- Requirements -
Reproduce only the lines starting with the line that contains "Where can you spot the stainless" and going on through the end of the items, keeping every request as it is. Shift each coordinate in the answers by adding 144 to it.

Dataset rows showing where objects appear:
■ ■ ■ ■ ■ ■ ■

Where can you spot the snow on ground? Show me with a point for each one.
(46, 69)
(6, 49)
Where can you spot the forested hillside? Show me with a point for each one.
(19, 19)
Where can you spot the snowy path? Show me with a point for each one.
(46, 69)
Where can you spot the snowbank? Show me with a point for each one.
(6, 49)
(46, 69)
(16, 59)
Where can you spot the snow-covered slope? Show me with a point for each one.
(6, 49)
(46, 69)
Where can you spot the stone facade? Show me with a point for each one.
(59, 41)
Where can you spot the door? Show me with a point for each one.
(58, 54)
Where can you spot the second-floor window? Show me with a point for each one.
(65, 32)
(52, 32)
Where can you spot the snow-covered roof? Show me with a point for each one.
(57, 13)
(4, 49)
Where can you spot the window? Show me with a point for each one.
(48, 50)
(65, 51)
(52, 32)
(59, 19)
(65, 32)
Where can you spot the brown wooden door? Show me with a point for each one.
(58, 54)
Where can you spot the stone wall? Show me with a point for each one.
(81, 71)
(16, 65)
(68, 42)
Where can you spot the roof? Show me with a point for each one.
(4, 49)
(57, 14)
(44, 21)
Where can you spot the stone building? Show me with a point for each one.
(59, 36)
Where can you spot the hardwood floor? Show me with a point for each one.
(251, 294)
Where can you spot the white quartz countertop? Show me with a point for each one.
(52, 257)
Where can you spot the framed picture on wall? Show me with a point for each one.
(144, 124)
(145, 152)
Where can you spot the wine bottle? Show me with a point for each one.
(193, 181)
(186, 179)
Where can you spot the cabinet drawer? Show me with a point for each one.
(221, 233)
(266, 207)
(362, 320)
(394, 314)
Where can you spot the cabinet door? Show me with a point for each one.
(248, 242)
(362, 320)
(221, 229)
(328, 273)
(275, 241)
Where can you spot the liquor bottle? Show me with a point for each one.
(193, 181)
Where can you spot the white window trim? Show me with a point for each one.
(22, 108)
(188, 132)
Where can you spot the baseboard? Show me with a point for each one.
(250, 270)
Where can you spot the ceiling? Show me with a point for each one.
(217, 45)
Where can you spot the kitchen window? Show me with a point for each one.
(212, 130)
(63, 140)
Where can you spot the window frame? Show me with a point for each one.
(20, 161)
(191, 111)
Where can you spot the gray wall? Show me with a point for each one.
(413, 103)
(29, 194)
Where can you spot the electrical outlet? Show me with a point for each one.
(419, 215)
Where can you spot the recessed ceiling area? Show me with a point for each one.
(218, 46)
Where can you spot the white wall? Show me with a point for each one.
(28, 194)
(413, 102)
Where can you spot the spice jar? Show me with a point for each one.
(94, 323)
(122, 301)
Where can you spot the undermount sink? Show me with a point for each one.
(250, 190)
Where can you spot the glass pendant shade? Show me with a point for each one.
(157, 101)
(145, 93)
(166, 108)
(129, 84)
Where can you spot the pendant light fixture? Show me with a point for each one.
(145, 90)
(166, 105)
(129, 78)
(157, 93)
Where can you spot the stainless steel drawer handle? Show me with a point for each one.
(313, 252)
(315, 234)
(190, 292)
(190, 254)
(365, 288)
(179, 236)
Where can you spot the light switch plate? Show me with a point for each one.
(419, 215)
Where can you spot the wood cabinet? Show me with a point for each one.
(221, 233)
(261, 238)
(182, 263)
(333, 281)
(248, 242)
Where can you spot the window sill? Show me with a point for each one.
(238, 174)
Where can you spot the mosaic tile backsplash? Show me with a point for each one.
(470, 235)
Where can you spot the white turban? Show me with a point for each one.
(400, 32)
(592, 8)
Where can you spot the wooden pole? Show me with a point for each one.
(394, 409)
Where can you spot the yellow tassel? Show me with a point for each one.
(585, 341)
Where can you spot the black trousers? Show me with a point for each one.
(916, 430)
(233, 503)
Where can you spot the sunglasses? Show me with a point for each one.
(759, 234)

■ ■ ■ ■ ■ ■ ■

- Solution to the problem -
Where can you spot the stainless steel drawer handle? Show me with a point for each one.
(457, 396)
(459, 378)
(334, 436)
(334, 398)
(509, 432)
(323, 380)
Where can you spot the light switch plate? Show me with a point for each one.
(563, 359)
Where can you spot the wood cabinet? Show me with a point for each one.
(365, 377)
(405, 382)
(326, 407)
(477, 425)
(392, 386)
Where can you spot the window sill? Show me with a point for each one.
(382, 318)
Where can you spot the mosaic tile backsplash? Show me with a point for each one.
(614, 379)
Where can you spot the white turban? Show me with a point for each one.
(544, 176)
(736, 152)
Where can you spot the wooden pole? Show me with a point for each one.
(538, 553)
Where can you spot the yellow tassel? Show me with a point for each one.
(729, 485)
Where can you spot the black trousers? Show me with a point for each one.
(1060, 574)
(377, 647)
Where can you spot the sunglasses? Show me with a point for each one.
(903, 378)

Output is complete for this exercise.